##### Items

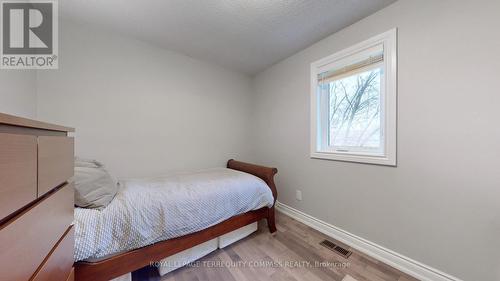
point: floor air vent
(337, 249)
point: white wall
(441, 205)
(18, 92)
(144, 110)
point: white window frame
(388, 99)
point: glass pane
(355, 116)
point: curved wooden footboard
(135, 259)
(265, 173)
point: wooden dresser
(36, 200)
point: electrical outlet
(298, 195)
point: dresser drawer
(55, 162)
(58, 265)
(28, 238)
(17, 172)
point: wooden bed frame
(132, 260)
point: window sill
(357, 158)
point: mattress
(146, 211)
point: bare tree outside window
(355, 117)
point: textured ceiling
(243, 35)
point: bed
(141, 227)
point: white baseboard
(411, 267)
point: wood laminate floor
(293, 254)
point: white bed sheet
(146, 211)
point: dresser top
(11, 120)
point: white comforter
(146, 211)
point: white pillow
(94, 186)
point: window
(353, 103)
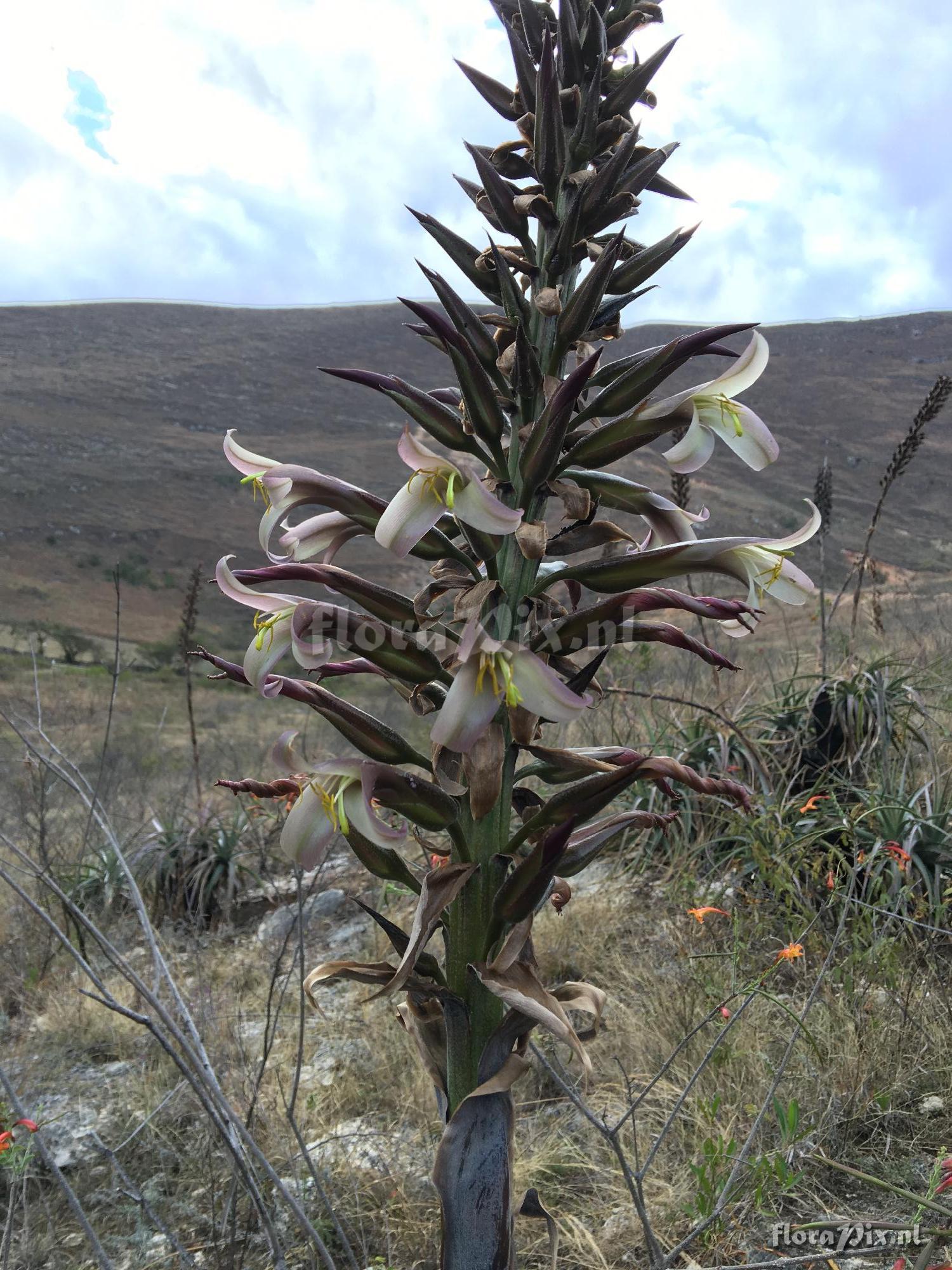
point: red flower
(898, 854)
(810, 806)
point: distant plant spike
(906, 451)
(823, 497)
(898, 465)
(878, 580)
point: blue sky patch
(88, 112)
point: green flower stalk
(502, 646)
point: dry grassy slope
(112, 417)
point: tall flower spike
(717, 415)
(439, 487)
(492, 674)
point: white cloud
(263, 156)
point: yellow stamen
(498, 669)
(258, 487)
(731, 411)
(266, 624)
(439, 485)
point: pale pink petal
(263, 655)
(466, 712)
(474, 505)
(360, 812)
(543, 692)
(312, 651)
(670, 524)
(246, 460)
(421, 458)
(318, 535)
(747, 435)
(793, 586)
(409, 516)
(262, 601)
(799, 537)
(694, 450)
(308, 831)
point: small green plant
(196, 866)
(711, 1175)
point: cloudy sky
(262, 153)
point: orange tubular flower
(898, 854)
(701, 914)
(810, 806)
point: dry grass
(879, 1043)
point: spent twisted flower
(701, 914)
(491, 674)
(439, 487)
(715, 413)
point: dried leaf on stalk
(532, 538)
(440, 888)
(426, 963)
(521, 990)
(483, 765)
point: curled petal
(799, 537)
(422, 459)
(321, 535)
(694, 450)
(744, 371)
(746, 432)
(246, 460)
(484, 511)
(310, 651)
(360, 812)
(411, 515)
(468, 711)
(543, 692)
(263, 603)
(263, 655)
(308, 831)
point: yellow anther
(258, 487)
(439, 485)
(731, 411)
(498, 669)
(265, 624)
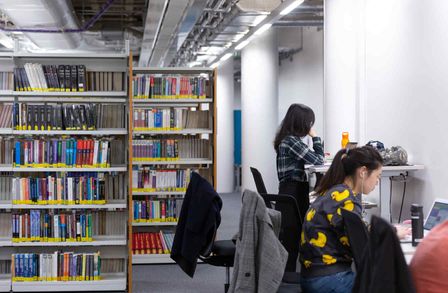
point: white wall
(224, 104)
(404, 90)
(259, 95)
(341, 74)
(302, 79)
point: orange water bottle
(345, 139)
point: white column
(344, 71)
(224, 104)
(259, 99)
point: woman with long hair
(292, 155)
(325, 253)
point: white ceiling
(160, 32)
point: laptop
(437, 214)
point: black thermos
(417, 223)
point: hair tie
(345, 154)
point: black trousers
(290, 236)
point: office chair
(220, 253)
(357, 235)
(291, 225)
(196, 230)
(261, 188)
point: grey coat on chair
(260, 258)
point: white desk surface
(323, 168)
(408, 251)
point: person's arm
(302, 151)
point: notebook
(437, 214)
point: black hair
(298, 121)
(346, 162)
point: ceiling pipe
(86, 26)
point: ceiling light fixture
(243, 44)
(262, 29)
(259, 19)
(216, 64)
(291, 7)
(225, 57)
(261, 24)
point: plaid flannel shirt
(292, 156)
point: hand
(312, 132)
(403, 231)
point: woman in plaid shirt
(292, 155)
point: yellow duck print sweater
(323, 241)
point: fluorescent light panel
(242, 44)
(259, 19)
(262, 29)
(225, 57)
(291, 7)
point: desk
(388, 171)
(408, 251)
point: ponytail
(346, 162)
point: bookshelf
(64, 172)
(172, 132)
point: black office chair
(220, 253)
(291, 225)
(357, 235)
(261, 188)
(217, 253)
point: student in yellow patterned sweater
(325, 252)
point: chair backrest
(261, 188)
(357, 234)
(292, 212)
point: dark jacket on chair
(383, 267)
(199, 219)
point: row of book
(169, 87)
(152, 242)
(6, 115)
(5, 267)
(61, 153)
(54, 117)
(169, 149)
(169, 119)
(5, 186)
(57, 266)
(68, 188)
(38, 77)
(42, 226)
(149, 179)
(157, 210)
(68, 116)
(6, 146)
(6, 81)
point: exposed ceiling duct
(44, 15)
(175, 13)
(153, 23)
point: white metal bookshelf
(5, 283)
(143, 102)
(108, 282)
(137, 193)
(151, 259)
(151, 224)
(114, 245)
(32, 169)
(99, 132)
(107, 206)
(106, 242)
(183, 131)
(207, 103)
(176, 162)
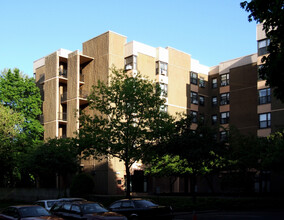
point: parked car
(84, 210)
(26, 212)
(47, 204)
(141, 209)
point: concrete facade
(226, 94)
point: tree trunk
(192, 187)
(127, 179)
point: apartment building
(227, 94)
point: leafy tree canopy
(271, 14)
(20, 93)
(127, 118)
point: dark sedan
(141, 209)
(86, 210)
(26, 212)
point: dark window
(225, 99)
(194, 116)
(214, 101)
(223, 136)
(214, 83)
(224, 117)
(201, 82)
(131, 63)
(264, 96)
(162, 68)
(262, 46)
(164, 108)
(225, 79)
(194, 98)
(214, 119)
(201, 100)
(265, 120)
(164, 89)
(193, 78)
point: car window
(127, 204)
(40, 203)
(66, 207)
(10, 211)
(33, 211)
(75, 209)
(93, 208)
(115, 205)
(144, 203)
(50, 203)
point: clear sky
(212, 31)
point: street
(226, 215)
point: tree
(20, 93)
(128, 118)
(10, 127)
(56, 157)
(198, 151)
(271, 14)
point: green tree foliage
(192, 152)
(273, 153)
(128, 119)
(10, 127)
(54, 157)
(271, 14)
(21, 94)
(82, 185)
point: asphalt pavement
(232, 215)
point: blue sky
(211, 31)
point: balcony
(64, 97)
(62, 117)
(83, 95)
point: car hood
(43, 218)
(106, 215)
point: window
(265, 120)
(223, 136)
(214, 119)
(201, 82)
(259, 77)
(164, 108)
(162, 68)
(224, 117)
(214, 101)
(264, 96)
(214, 83)
(194, 98)
(164, 89)
(201, 100)
(130, 63)
(193, 78)
(224, 79)
(225, 99)
(194, 116)
(262, 46)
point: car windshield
(144, 203)
(50, 203)
(92, 208)
(33, 211)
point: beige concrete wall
(51, 96)
(73, 93)
(146, 65)
(178, 75)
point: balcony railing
(83, 94)
(64, 97)
(62, 116)
(63, 73)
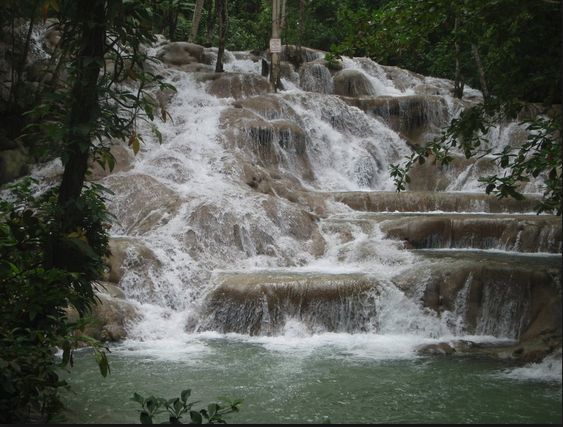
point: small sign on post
(275, 45)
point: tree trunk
(210, 20)
(283, 13)
(301, 31)
(195, 20)
(482, 80)
(458, 83)
(275, 62)
(223, 20)
(16, 79)
(84, 107)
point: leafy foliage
(179, 407)
(540, 156)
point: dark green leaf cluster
(178, 408)
(539, 157)
(34, 297)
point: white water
(348, 151)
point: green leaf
(145, 418)
(138, 398)
(196, 417)
(212, 409)
(185, 395)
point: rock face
(144, 203)
(236, 85)
(416, 117)
(316, 77)
(525, 233)
(262, 303)
(417, 201)
(124, 159)
(111, 316)
(353, 83)
(181, 53)
(507, 297)
(14, 162)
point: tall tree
(222, 14)
(196, 19)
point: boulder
(353, 83)
(130, 254)
(316, 77)
(124, 159)
(236, 85)
(180, 53)
(109, 318)
(144, 203)
(14, 163)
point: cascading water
(237, 256)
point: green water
(308, 387)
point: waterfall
(252, 218)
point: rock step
(427, 201)
(260, 303)
(509, 232)
(506, 295)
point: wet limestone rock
(124, 159)
(416, 117)
(110, 316)
(316, 77)
(14, 163)
(130, 254)
(260, 303)
(181, 53)
(235, 85)
(144, 202)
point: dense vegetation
(53, 243)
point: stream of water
(207, 230)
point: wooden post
(195, 20)
(275, 62)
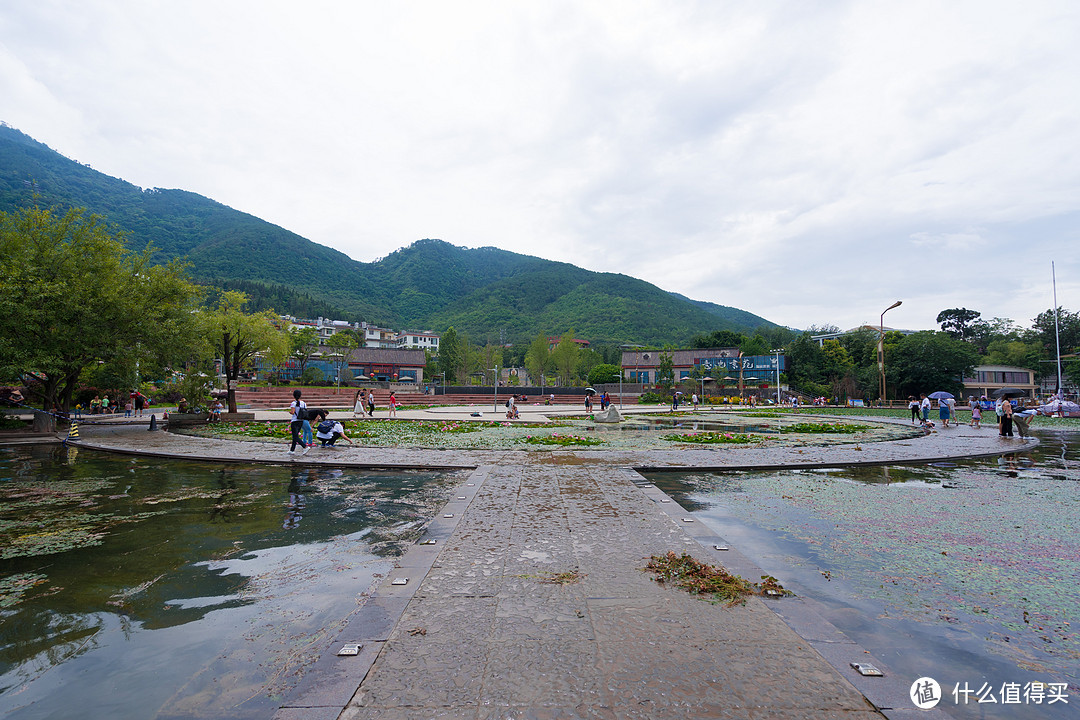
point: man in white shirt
(328, 431)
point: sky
(810, 162)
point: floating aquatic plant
(699, 578)
(714, 438)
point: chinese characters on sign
(926, 693)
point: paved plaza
(526, 597)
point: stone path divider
(531, 601)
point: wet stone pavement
(531, 602)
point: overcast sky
(810, 162)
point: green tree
(755, 345)
(71, 297)
(958, 322)
(604, 374)
(665, 372)
(565, 357)
(719, 339)
(449, 355)
(240, 337)
(928, 361)
(1068, 331)
(538, 357)
(339, 348)
(302, 343)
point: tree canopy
(71, 296)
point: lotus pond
(135, 587)
(963, 572)
(635, 432)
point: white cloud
(808, 162)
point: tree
(241, 337)
(665, 372)
(928, 361)
(340, 345)
(1068, 331)
(604, 374)
(71, 297)
(719, 339)
(302, 343)
(538, 357)
(449, 355)
(565, 357)
(957, 322)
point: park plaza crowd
(1008, 412)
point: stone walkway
(481, 628)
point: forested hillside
(486, 293)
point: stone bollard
(43, 422)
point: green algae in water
(203, 589)
(983, 554)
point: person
(1007, 412)
(1022, 418)
(976, 412)
(944, 410)
(139, 401)
(298, 412)
(328, 432)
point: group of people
(133, 406)
(1007, 415)
(365, 402)
(326, 431)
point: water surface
(134, 587)
(964, 572)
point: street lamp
(881, 347)
(777, 353)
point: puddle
(140, 587)
(962, 571)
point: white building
(324, 326)
(416, 340)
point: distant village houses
(373, 335)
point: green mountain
(487, 293)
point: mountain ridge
(487, 293)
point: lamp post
(881, 347)
(777, 353)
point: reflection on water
(963, 571)
(139, 587)
(689, 425)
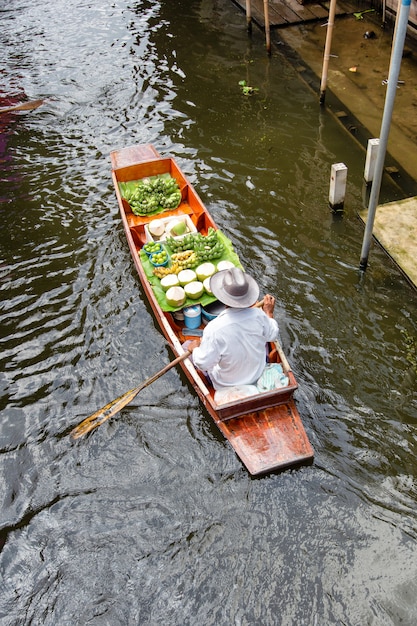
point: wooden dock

##########

Omit the pictures and print again exactly the lines from the one with "point: tall tree" through the final line of the entries, both ends included.

point: tall tree
(222, 14)
(196, 19)
point: boulder
(353, 83)
(130, 254)
(316, 77)
(124, 159)
(236, 85)
(180, 53)
(109, 318)
(144, 203)
(14, 163)
point: cascading water
(237, 256)
point: green water
(308, 387)
point: waterfall
(252, 218)
point: rock step
(427, 201)
(260, 303)
(509, 232)
(506, 295)
point: wet limestone rock
(124, 159)
(416, 117)
(110, 316)
(316, 77)
(14, 163)
(130, 254)
(260, 303)
(181, 53)
(235, 85)
(144, 202)
point: dense vegetation
(53, 243)
point: stream of water
(207, 230)
point: wooden post
(195, 20)
(275, 62)
point: man in white shirt
(328, 431)
point: sky
(810, 162)
point: floating aquatic plant
(699, 578)
(714, 438)
point: chinese characters on sign
(926, 693)
point: paved plaza
(526, 597)
point: stone path divider
(531, 601)
point: wet stone pavement
(531, 602)
point: overcast sky
(810, 162)
point: green tree
(755, 345)
(71, 297)
(958, 322)
(604, 374)
(665, 372)
(565, 357)
(719, 339)
(449, 355)
(240, 337)
(928, 361)
(1068, 331)
(538, 357)
(339, 348)
(302, 343)
point: tree canopy
(71, 296)
point: lotus pond
(135, 587)
(963, 572)
(635, 432)
point: white cloud
(808, 162)
point: tree
(241, 337)
(665, 372)
(928, 361)
(340, 345)
(1068, 331)
(604, 374)
(71, 297)
(719, 339)
(302, 343)
(538, 357)
(449, 355)
(565, 357)
(957, 322)
point: park plaza crowd
(1008, 412)
point: stone walkway
(481, 628)
point: forested hillside
(486, 293)
point: stone bollard
(43, 422)
point: green algae in water
(203, 589)
(983, 554)
point: person
(1007, 412)
(1022, 418)
(976, 412)
(944, 410)
(139, 401)
(298, 412)
(328, 432)
point: group of people
(133, 406)
(1007, 415)
(365, 402)
(326, 431)
point: water surface
(134, 587)
(964, 572)
point: street lamp
(881, 347)
(777, 353)
point: puddle
(140, 587)
(962, 571)
point: white building
(324, 326)
(416, 340)
point: distant village houses
(373, 335)
point: green mountain
(487, 293)
point: mountain ridge
(487, 293)
point: lamp post
(881, 347)
(777, 353)
point: reflection on water
(963, 571)
(139, 587)
(689, 425)
point: wooden dock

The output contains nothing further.